━━━━━ Text block

Session Pool comes with the following assumptions:
- A space must already exist in the database prior to the initialization of the session pool.
- Each session pool is associated with a single user and a single space to ensure consistent access control for the user. For instance, a user may possess different access permissions across various spaces. To execute queries in multiple spaces, consider utilizing several session pools.
- Whenever
sessionPool.execute()
is invoked, the session executes the query within the space specified in the session pool configuration. - It is imperative to avoid executing commands through the session pool that would alter passwords or remove users.
For more details, see SessionPoolExample.py.
Example: Extracting Edge and Vertex Lists from Query Results
For graph visualization purposes, the following code snippet demonstrates how to effortlessly extract lists of edges and vertices from any query result by utilizing the ResultSet.dict_for_vis()
method.
result = session.execute(
'GET SUBGRAPH WITH PROP 2 STEPS FROM "player101" YIELD VERTICES AS nodes, EDGES AS relationships;')
data_for_vis = result.dict_for_vis()
Then, we could pass the data_for_vis
to a front-end visualization library such as vis.js
, d3.js
or Apache ECharts. There is an example of Apache ECharts in exapmple/apache_echarts.html.
The dict/JSON structure with dict_for_vis()
is as follows:
Click to expand
{
'nodes': [
{
'id': 'player100',
'labels': ['player'],
'props': {
'name': 'Tim Duncan',
'age': '42',
'id': 'player100'
}
},
{
'id': 'player101',
'labels': ['player'],
'props': {
'age': '36',
'name': 'Tony Parker',
'id': 'player101'
}
}
],
'edges': [
{
'src': 'player100',
'dst': 'player101',
'name': 'follow',
'props': {
'degree': '95'
}
}
],
'nodes_dict': {
'player100': {
'id': 'player100',
'labels': ['player'],
'props': {
'name': 'Tim Duncan',
'age': '42',
'id': 'player100'
}
},
'player101': {
'id': 'player101',
'labels': ['player'],
'props': {
'age': '36',
'name': 'Tony Parker',
'id': 'player101'
}
}
},
'edges_dict': {
('player100', 'player101', 0, 'follow'): {
'src': 'player100',
'dst': 'player101',
'name': 'follow',
'props': {
'degree': '95'
}
}
},
'nodes_count': 2,
'edges_count': 1
}
Example: Fetching Query Results into a Pandas DataFrame
For nebula3-python>=3.6.0
:
Assuming you have pandas installed, you can use the following code to fetch query results into a pandas DataFrame:
pip3 install pandas
result = session.execute('<your query>')
df = result.as_data_frame()

━━━━━━━━━━
━━━━━ The input

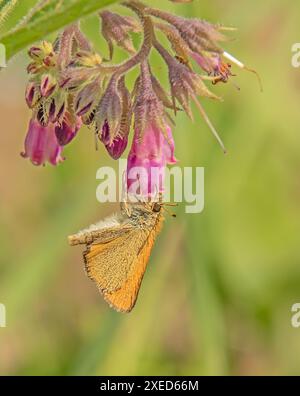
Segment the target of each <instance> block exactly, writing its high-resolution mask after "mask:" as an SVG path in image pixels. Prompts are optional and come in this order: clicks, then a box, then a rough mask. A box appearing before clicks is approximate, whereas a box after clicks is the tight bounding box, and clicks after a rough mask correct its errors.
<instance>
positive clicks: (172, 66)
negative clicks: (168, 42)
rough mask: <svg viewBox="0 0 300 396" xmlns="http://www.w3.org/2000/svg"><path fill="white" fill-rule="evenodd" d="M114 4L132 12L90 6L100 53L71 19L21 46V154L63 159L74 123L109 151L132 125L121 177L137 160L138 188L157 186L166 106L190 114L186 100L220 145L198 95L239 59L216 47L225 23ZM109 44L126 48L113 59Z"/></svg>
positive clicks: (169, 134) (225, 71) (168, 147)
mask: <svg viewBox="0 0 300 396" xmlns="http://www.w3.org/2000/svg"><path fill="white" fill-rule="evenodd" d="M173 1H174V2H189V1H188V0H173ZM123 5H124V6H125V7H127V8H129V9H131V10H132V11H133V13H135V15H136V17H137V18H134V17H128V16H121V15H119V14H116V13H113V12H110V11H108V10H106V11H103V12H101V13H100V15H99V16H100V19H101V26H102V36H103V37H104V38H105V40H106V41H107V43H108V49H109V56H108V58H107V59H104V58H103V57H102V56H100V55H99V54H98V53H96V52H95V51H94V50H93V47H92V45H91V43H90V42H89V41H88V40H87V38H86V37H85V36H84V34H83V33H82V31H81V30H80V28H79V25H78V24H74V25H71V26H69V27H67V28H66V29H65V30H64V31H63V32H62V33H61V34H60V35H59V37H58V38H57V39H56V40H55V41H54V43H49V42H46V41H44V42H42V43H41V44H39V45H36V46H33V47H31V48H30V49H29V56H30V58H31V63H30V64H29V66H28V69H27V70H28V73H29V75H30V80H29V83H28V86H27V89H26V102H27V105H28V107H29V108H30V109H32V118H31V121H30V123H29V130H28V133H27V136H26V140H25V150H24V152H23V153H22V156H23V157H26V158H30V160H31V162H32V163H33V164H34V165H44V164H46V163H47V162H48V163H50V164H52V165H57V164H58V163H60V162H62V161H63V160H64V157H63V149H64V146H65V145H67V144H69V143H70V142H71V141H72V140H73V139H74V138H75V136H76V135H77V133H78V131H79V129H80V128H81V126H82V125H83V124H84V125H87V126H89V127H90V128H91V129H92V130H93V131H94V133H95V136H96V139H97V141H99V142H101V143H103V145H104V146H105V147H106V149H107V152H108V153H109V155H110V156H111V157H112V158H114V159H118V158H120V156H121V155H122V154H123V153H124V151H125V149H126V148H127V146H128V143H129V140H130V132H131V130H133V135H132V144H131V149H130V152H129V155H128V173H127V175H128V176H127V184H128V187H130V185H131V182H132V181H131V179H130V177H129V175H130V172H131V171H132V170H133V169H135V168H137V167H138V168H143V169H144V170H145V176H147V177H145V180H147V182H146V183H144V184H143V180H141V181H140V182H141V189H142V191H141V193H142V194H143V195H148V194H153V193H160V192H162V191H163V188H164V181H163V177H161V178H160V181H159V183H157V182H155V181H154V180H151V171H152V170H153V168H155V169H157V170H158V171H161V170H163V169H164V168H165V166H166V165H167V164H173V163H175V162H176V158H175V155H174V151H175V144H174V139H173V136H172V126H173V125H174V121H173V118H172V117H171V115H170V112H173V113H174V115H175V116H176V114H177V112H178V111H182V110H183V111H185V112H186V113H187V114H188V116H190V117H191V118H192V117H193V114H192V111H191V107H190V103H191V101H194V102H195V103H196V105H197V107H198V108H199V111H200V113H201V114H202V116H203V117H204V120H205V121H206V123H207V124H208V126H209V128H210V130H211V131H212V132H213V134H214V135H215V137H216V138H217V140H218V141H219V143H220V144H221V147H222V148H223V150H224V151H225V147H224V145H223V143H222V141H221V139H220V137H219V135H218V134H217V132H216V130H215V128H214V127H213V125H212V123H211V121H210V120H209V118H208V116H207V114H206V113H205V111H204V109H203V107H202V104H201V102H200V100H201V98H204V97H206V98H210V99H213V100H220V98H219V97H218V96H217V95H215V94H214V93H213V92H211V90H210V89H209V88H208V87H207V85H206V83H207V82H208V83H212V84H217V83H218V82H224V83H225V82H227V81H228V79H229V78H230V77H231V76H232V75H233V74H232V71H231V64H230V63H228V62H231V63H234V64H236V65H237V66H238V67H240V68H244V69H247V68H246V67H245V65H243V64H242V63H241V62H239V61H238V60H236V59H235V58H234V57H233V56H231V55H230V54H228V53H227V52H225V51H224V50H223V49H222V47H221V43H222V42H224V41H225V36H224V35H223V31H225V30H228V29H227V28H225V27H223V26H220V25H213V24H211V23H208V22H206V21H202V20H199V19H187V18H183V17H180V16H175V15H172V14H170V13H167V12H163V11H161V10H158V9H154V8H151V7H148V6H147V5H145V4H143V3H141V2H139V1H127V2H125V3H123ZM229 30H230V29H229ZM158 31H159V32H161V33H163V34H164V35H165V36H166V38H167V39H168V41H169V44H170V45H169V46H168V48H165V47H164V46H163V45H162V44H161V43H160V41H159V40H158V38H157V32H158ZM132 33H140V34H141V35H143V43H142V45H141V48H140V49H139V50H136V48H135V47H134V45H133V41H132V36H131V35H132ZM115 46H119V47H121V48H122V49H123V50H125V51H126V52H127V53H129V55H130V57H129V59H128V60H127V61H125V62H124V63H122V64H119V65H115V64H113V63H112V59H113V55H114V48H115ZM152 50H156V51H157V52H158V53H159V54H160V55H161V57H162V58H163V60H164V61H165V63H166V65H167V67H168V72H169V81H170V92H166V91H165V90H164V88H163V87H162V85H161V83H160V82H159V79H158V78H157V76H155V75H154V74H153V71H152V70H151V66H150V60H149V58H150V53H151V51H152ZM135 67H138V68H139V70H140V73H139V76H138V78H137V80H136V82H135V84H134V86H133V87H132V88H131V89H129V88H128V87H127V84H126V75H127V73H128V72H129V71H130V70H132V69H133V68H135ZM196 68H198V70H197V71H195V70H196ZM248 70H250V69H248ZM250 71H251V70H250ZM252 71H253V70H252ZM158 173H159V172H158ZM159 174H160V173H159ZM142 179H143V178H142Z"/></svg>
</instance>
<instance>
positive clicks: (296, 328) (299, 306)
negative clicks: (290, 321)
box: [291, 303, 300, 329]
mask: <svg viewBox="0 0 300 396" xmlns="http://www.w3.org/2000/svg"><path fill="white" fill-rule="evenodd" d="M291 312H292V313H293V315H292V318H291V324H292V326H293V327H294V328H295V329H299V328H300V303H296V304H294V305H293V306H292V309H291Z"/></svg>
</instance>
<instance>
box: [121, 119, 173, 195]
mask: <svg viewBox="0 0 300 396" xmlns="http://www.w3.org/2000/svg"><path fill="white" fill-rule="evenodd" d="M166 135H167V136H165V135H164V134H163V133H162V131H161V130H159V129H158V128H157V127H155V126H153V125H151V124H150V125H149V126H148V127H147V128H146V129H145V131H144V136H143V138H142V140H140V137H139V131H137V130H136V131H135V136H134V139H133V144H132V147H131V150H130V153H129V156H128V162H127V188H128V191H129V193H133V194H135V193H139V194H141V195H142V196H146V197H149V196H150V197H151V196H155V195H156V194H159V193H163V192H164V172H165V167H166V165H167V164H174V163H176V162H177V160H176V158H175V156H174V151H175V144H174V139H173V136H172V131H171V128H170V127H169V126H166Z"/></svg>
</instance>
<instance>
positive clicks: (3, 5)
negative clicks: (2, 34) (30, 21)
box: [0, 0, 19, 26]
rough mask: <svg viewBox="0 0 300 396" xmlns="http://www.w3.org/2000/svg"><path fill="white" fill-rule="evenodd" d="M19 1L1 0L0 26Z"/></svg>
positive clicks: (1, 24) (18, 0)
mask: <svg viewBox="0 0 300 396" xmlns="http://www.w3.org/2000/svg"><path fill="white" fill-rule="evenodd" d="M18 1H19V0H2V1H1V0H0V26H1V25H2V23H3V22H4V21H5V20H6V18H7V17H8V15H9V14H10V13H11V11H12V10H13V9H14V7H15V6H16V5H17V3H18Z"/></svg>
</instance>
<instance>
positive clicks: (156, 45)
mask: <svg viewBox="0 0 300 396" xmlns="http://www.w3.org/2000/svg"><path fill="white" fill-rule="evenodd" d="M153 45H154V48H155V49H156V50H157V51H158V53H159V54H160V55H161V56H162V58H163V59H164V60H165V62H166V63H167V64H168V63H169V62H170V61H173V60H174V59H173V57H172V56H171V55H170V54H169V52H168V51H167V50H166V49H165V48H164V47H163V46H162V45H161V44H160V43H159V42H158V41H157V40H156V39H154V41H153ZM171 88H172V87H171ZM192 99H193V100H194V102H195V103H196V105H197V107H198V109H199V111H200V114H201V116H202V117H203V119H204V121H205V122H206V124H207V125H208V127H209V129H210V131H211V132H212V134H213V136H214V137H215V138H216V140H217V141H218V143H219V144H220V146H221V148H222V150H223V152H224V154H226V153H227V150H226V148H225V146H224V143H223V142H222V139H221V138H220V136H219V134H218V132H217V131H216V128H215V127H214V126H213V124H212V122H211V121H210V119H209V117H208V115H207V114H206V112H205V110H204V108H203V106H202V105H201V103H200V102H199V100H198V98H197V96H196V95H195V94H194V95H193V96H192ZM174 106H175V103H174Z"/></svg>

━━━━━━━━━━

Things to do:
1. Repeat the listing above from its beginning through the line holding "positive clicks: (169, 134)", both ends included, and leave the pictures out of your answer.
2. Write what comes next in the nebula3-python client text above, picking up right after its final line.

Set of answers:
1.
Segment the target of each <instance> block exactly, writing its high-resolution mask after "mask:" as an SVG path in image pixels. Prompts are optional and come in this order: clicks, then a box, then a rough mask. A box appearing before clicks is approximate, whereas a box after clicks is the tight bounding box, and clicks after a rough mask correct its errors.
<instance>
positive clicks: (172, 66)
negative clicks: (168, 42)
rough mask: <svg viewBox="0 0 300 396" xmlns="http://www.w3.org/2000/svg"><path fill="white" fill-rule="evenodd" d="M114 4L132 12L90 6L100 53L71 19L21 46V154L63 159L74 123L109 151L132 125L121 177L137 160L138 188L157 186L166 106L190 114L186 100L220 145L198 95L239 59L216 47L225 23ZM109 44L126 48L113 59Z"/></svg>
positive clicks: (169, 134) (225, 71) (168, 147)

2.
For `nebula3-python<3.6.0`:
from nebula3.gclient.net import ConnectionPool
from nebula3.Config import Config
import pandas as pd
from typing import Dict
from nebula3.data.ResultSet import ResultSet
def result_to_df(result: ResultSet) -> pd.DataFrame:
"""
build list for each column, and transform to dataframe
"""
assert result.is_succeeded()
columns = result.keys()
d: Dict[str, list] = {}
for col_num in range(result.col_size()):
col_name = columns[col_num]
col_list = result.column_values(col_name)
d[col_name] = [x.cast() for x in col_list]
return pd.DataFrame(d)
config = Config()
connection_pool = ConnectionPool()
ok = connection_pool.init([('127.0.0.1', 9669)], config)
with connection_pool.session_context('root', 'nebula') as session:
session.execute('USE <your graph space>')
result = session.execute('<your query>')
df = result_to_df(result)
print(df)
connection_pool.close()
Quick Example: Using Storage Client to Scan Vertices and Edges
Storage Client enables you to scan vertices and edges from the storage service instead of the graph service w/ nGQL/Cypher. This is useful when you need to scan a large amount of data.
Click to expand
You should make sure the scan client can connect to the address of storage which see from SHOW HOSTS
from nebula3.mclient import MetaCache, HostAddr
from nebula3.sclient.GraphStorageClient import GraphStorageClient
meta_cache = MetaCache([('172.28.1.1', 9559),
('172.28.1.2', 9559),
('172.28.1.3', 9559)],
50000)
graph_storage_client = GraphStorageClient(meta_cache)
storage_addrs = [HostAddr(host='172.28.1.4', port=9779),
HostAddr(host='172.28.1.5', port=9779),
HostAddr(host='172.28.1.6', port=9779)]
graph_storage_client = GraphStorageClient(meta_cache, storage_addrs)
resp = graph_storage_client.scan_vertex(
space_name='ScanSpace',
tag_name='person')
while resp.has_next():
result = resp.next()
for vertex_data in result:
print(vertex_data)
resp = graph_storage_client.scan_edge(
space_name='ScanSpace',
edge_name='friend')
while resp.has_next():
result = resp.next()
for edge_data in result:
print(edge_data)
See ScanVertexEdgeExample.py for more details.
Compatibility Matrix
Nebula-Python Version | Compatible NebulaGraph Versions | Notes |
---|
3.5.1 | 3.x | Highly recommended. Latest release for NebulaGraph 3.x series. |
master | master | Includes recent changes. Not yet released. |
3.0.0 ~ 3.5.0 | 3.x | Compatible with any released version within the NebulaGraph 3.x series. |
2.6.0 | 2.6.0, 2.6.1 | |
2.5.0 | 2.5.0 | |
2.0.0 | 2.0.0, 2.0.1 | |
1.0 | 1.x | |
Directory Structure Overview
.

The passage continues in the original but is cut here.